GIVEN REQUEST:
Carry none of the pictures over; set down the material below exactly.

Coordinate annotation entries
▼

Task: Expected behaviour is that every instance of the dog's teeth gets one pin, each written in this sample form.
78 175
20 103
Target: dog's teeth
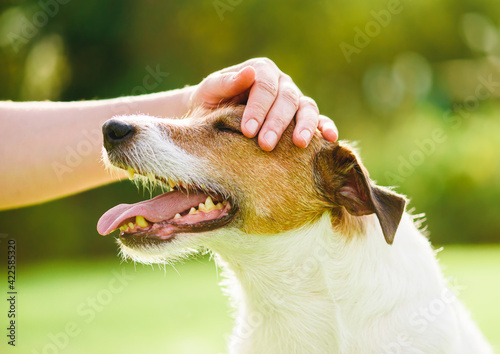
140 221
209 204
201 207
130 172
151 177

▲

WRITTEN ANSWER:
Task: Expected behaviour is that every instance of the dog's teeth gets one pin, each written in this sample form.
78 175
20 103
Target: dog's teeth
140 221
209 204
201 207
130 172
151 177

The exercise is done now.